NFT is a unique cryptographic asset used to authenticate ownership of digital assets like art, music, and domain names.

As per a recent report, a 71-year-old digital artist in Bengaluru lost Rs 1.58 lakh over a non-existent NFT sale. A scammer approached the CA-cum-artist to buy his paintings, and persuaded him to list four of his works on a purported NFT marketplace (see box).

Bengalureans who have traded their works in the NFT space share tips.

Photographer Arun Hegde says that the current NFT market in Bengaluru is not as vibrant as it used to be during the pandemic, so beware of “offers that sound too good to be true”.

He says if somebody contacts you directly via social media, it’s a red flag. Most often, the deal happens on marketplaces where NFT artworks and artist details are listed. Or, buyers discover artists via forums like Twitter Spaces (now X Spaces), Discord channels, NFT.NYC, and OpenSea.

“And if ‘buyers’ quote a price higher than what you have listed on marketplaces, then either they haven’t done their homework or it’s a scam. When a buyer approaches you, talk to them over multiple days. You will gather if they are genuinely interested in art and if they have supported other artists,” he says.

What is expected
Please resume the passage on NFT scams facing Bengaluru artists, picking up right after its final sentence. The data that comes next is separate material and is not part of the passage on NFT scams.

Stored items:
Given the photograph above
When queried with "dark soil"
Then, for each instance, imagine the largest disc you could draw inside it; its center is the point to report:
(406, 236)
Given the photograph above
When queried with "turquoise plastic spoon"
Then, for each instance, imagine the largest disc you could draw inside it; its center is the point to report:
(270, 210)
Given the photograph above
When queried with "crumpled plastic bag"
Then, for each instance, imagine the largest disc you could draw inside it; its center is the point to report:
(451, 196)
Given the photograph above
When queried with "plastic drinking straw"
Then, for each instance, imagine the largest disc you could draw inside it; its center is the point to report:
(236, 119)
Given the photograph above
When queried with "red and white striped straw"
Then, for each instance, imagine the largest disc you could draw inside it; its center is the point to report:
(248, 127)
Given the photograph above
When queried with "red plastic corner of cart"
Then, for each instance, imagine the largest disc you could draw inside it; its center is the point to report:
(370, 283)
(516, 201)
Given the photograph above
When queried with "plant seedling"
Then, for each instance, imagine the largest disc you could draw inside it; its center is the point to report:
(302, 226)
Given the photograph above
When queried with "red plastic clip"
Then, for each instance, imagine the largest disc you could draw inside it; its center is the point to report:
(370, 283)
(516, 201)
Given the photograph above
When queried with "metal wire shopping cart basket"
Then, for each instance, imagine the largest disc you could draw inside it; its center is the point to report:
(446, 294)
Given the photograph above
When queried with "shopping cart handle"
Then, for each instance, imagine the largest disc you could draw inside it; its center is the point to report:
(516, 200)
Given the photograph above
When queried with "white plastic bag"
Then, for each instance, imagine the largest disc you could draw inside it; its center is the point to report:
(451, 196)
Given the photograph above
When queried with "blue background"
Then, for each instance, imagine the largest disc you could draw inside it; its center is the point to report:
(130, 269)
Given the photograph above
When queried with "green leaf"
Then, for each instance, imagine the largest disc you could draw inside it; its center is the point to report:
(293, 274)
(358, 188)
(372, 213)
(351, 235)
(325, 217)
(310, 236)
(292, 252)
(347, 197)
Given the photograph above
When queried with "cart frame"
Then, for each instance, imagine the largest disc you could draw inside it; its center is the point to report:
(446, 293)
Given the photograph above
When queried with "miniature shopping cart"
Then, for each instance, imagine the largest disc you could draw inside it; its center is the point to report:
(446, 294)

Output for this exercise
Browsing through their social media history can also tell a lot about them, says photographer Swati Shah. And since the trading happens on the blockchain where all transactions can be tracked, Radhika Lal recommends looking up their financial history. She was on the organising team of Namastey NFT in Bengaluru, where over 300 artists had converged in 2022.

NFT artist Jaalibandar emphasises due diligence. “If a person claims to be the founder of an NFT platform, start by enquiring about them in the NFT community. Also, research about the platform’s stability and past usage to assess the risk factors.”

It’s also wise for artists to segregate their crypto holdings into multiple wallets to reduce the risks associated with crypto scams, he adds.

In his observation, newbies who have little to no knowledge about how the NFT world operates fall for scams. “Beware of scamming formats like ‘If you send me crypto, then I can give 2x returns’ (sic),” he says.

What happened

Last October, a person claiming to be an NFT art dealer introduced the artist to nfttradeplace.com. Forty-two Ethereum (approx Rs 1.1 crore) was decided as the selling price over Facebook and email. In February, the artist paid about Rs 21,653 as ‘gas fee’ or transaction fee. After the sale, the artist could not withdraw his funds. Instead, multiple payments were extracted from him under the pretext of a delay fee, which was never discussed or exhibited on the said website.